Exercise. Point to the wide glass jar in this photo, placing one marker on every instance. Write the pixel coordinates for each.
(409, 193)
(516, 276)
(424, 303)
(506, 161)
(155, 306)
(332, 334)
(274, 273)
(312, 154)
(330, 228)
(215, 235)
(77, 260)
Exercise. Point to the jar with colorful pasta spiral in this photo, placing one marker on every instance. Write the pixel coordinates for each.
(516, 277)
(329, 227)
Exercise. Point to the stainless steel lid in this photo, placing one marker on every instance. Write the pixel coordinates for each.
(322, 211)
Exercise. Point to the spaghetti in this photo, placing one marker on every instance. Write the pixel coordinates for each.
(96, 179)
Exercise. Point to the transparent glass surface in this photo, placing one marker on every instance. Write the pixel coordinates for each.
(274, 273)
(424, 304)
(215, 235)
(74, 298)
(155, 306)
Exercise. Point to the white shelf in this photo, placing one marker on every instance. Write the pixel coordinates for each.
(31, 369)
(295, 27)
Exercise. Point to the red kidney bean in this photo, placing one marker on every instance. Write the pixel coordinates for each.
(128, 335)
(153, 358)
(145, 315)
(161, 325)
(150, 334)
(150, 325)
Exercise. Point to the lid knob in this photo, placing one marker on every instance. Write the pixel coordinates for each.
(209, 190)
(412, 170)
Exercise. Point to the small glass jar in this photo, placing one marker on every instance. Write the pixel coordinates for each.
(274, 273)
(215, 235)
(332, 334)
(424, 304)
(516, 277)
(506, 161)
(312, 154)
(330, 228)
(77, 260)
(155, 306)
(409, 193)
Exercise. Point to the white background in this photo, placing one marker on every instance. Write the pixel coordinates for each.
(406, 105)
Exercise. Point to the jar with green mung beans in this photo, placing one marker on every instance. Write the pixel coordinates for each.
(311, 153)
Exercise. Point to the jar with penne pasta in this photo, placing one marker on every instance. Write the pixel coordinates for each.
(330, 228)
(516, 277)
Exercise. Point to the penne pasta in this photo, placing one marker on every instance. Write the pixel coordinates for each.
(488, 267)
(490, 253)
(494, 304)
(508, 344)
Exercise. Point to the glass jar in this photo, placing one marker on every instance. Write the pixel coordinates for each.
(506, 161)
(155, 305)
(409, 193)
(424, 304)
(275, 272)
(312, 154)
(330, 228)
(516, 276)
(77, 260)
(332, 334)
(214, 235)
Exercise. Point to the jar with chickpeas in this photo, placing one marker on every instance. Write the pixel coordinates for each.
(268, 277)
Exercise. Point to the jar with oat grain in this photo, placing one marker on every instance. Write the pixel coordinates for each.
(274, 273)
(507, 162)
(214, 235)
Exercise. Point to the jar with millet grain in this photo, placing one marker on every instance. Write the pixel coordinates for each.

═══

• Exercise goal
Character for character, reproduce all of the lines above.

• Exercise answer
Exercise. Point to the wide glass jar in this photo, placing one marker on every instance. Write the pixel coordinates for each.
(409, 193)
(516, 276)
(424, 303)
(506, 161)
(155, 306)
(332, 334)
(274, 273)
(312, 154)
(330, 228)
(215, 235)
(77, 260)
Exercise. Point to the jar with colorful pasta spiral in this photo, placing one marker on every instance. Write the pixel coordinates for each.
(516, 277)
(329, 227)
Exercise. Point to the stainless steel lid in this photo, placing one marker on every instance. Write the pixel coordinates for each.
(322, 211)
Exercise. Point to the spaghetti in this photo, placing one marker on every instance. Write the pixel coordinates for each.
(96, 179)
Exercise. Point to the transparent glass surface in this photo, placing one marker on every instance. Write the pixel coordinates for each.
(274, 273)
(424, 304)
(215, 235)
(74, 298)
(155, 306)
Exercise. Point to the white shelf in this photo, placing one marker on every instance. Write the pixel coordinates for each.
(31, 369)
(295, 27)
Exercise. Point to the red kidney bean in this photo, placing one marker on every instance. Write the pixel coordinates for each.
(128, 335)
(153, 358)
(145, 315)
(161, 325)
(150, 334)
(150, 325)
Exercise. Point to the lid knob in this photo, placing one marker on every instance. Write the pixel coordinates for each.
(209, 190)
(412, 170)
Exercise. Point to the small glass jar in this photo, placing one marker on every instance. Write the pixel coordinates for each.
(274, 273)
(215, 235)
(332, 334)
(424, 304)
(516, 277)
(506, 161)
(312, 154)
(330, 228)
(77, 260)
(155, 306)
(409, 193)
Exercise. Point to the white background in this photo, placing one marker on every instance. Write the pixel coordinates for each.
(406, 105)
Exercise. Point to the jar with green mung beans in this photo, placing one marker on every instance. Write the pixel coordinates for each.
(311, 153)
Exercise. Point to the jar with penne pasta in this photo, placing one marker on every instance. Write the pixel coordinates for each.
(330, 228)
(516, 277)
Exercise. Point to the penne pasta in this photo, placing one marker on every instance. Write the pixel coordinates for each.
(488, 267)
(490, 253)
(494, 304)
(508, 344)
Exercise. Point to the glass jar in this photo, placing one marker on every instance. Write the pixel coordinates for each.
(506, 161)
(155, 305)
(409, 193)
(424, 304)
(275, 272)
(312, 154)
(330, 228)
(516, 276)
(77, 260)
(332, 334)
(214, 235)
Exercise. Point to the jar with chickpeas in this photo, placing one marker on every instance. Write the pixel coordinates for each.
(268, 277)
Exercise. Point to the jar with oat grain in this photo, placing one marker on every instance. Write the pixel coordinates for each.
(274, 273)
(507, 162)
(214, 235)
Exercise. Point to the jar with millet grain in this photo, placing one marker on every instance. Write the pixel coordinates for each.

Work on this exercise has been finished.